**Text excerpt**:
Or they would play open to the backhand, but after 5 or 6 balls, the blocker would switch to counter attack and the rally would become open again.

Rade explained to me if a drill becomes too repetitive, players start to switch off mentally. By adding an irregular component to each drill, the players stay focused and they experience “real table tennis”, rather than just a dance routine.

This is definitely something I’m going to start doing more of in my coaching sessions in Cambridge.

Let’s get physical

The centre has a full-time coach, Bene Gonzalez, who specialises in physical conditioning. All the players – even the younger kids – were doing flexibility, dynamic movement and muscle strengthening exercises. All these were specific to the muscles and movements required to play table tennis.

Bene was keen to emphasize how important these exercises are to improve table tennis performance and stay injury free. The club has a very good record when it comes to injuries. Long term injuries are very few. If players stay fit and healthy, they can continuously practice and play and improve faster.

At an amateur level, we rarely look after our bodies as we should. As a result, injuries are fairly frequent. I recorded the exercises at the club and will publish on my YouTube channel. These will give you LOADS of exercise ideas to stay table tennis fit.

Table tennis tips

I also persuaded Rade to share some of his top tips, whilst I shoved a video camera in his face.

He frequently apologised about the quality of his English, which was unnecessary. He understands 10 languages and fluent in several. His English is very good!

I speak only one language. Although I did try speaking French to a 9-year-old friend of my daughter recently, “Je voudrais un sandwich au jambon s’il vous plait”. She looked at me confused and replied “tell me what you are trying to say, in English”. I was crushed.

I digress. Back to table tennis.

[Records excerpted from a collection]
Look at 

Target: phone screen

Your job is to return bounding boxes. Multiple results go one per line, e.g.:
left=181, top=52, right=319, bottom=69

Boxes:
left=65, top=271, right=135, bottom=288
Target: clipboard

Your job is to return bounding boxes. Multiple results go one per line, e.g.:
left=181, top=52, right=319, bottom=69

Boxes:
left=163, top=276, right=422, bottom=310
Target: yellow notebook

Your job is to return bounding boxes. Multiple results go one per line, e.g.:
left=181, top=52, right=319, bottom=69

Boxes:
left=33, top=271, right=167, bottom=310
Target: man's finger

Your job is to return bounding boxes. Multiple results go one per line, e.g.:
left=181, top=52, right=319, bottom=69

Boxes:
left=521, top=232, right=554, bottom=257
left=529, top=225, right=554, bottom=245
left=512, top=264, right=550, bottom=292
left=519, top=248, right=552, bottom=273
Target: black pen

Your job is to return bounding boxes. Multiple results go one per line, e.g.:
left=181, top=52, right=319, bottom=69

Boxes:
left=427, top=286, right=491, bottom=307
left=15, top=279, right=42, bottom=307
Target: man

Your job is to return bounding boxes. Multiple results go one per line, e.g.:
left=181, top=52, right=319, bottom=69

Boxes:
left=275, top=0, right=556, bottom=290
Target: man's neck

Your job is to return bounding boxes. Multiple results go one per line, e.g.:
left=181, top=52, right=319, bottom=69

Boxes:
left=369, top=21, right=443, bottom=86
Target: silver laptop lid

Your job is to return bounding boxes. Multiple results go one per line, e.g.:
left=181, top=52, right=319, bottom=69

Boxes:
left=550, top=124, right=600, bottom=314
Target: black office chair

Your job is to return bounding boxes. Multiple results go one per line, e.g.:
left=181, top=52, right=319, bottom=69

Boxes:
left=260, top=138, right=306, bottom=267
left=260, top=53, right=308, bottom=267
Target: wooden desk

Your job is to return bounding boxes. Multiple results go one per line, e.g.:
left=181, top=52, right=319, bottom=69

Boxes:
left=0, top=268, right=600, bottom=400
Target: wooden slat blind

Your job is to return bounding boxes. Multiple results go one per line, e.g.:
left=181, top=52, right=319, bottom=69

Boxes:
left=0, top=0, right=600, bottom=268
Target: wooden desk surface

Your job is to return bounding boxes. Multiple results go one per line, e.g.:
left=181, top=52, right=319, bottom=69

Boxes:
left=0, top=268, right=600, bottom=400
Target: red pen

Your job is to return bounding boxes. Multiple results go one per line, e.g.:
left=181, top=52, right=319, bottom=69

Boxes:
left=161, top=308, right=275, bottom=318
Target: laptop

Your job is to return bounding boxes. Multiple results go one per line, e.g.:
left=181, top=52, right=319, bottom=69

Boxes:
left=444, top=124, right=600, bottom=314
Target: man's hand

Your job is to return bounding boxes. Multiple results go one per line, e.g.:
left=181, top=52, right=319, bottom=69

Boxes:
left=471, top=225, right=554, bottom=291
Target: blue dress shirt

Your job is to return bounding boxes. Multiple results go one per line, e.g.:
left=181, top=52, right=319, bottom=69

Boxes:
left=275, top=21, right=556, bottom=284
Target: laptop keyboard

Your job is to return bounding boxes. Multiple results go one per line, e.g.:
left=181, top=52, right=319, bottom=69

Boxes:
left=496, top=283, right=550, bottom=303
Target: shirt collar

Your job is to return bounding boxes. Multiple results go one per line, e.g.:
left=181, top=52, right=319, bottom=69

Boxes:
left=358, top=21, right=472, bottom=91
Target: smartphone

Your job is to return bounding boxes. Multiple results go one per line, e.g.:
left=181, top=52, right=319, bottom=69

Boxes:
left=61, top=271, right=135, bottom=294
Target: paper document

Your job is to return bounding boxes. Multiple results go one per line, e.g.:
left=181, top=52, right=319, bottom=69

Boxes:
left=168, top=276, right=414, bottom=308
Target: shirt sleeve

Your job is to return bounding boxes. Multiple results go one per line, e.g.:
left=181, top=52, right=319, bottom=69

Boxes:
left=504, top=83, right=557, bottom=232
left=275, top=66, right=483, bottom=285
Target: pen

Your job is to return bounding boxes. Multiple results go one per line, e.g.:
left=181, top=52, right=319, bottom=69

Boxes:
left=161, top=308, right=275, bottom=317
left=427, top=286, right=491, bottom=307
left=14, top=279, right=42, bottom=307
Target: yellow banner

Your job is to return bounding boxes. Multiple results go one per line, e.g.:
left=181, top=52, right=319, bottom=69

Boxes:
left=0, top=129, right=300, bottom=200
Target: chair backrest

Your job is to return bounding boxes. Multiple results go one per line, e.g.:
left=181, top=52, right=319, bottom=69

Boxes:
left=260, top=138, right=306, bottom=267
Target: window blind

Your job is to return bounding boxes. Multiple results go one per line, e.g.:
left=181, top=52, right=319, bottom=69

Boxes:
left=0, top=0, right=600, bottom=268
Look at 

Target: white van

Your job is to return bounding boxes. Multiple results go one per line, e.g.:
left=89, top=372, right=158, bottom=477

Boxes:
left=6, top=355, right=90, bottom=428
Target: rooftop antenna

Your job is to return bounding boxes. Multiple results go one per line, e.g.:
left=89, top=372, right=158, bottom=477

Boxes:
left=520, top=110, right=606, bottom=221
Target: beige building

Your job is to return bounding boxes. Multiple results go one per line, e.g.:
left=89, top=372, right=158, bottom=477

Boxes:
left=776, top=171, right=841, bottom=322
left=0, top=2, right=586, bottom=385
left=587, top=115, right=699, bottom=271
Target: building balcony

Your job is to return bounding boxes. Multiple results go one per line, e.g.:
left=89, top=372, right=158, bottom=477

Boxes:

**Questions on the material**:
1. Do these statements agree with the table tennis text? For each, answer yes or no and quote the deciding words. (a) The centre's physical conditioning coach is Bene Gonzalez. (b) Only the older players did the conditioning exercises. (c) The club has many long-term injuries.
2. Please rewrite the table tennis text between "I also persuaded" and "is very good!", inclusive, and swap "video camera" for "phone".

**Results for the exercise**:
1.
(a) Yes: "The centre has a full-time coach, Bene Gonzalez, who specialises in physical conditioning."
(b) No: "All the players – even the younger kids – were doing flexibility, dynamic movement and muscle strengthening exercises."
(c) No: "Long term injuries are very few."

2.
I also persuaded Rade to share some of his top tips, whilst I shoved a phone in his face.

He frequently apologised about the quality of his English, which was unnecessary. He understands 10 languages and fluent in several. His English is very good!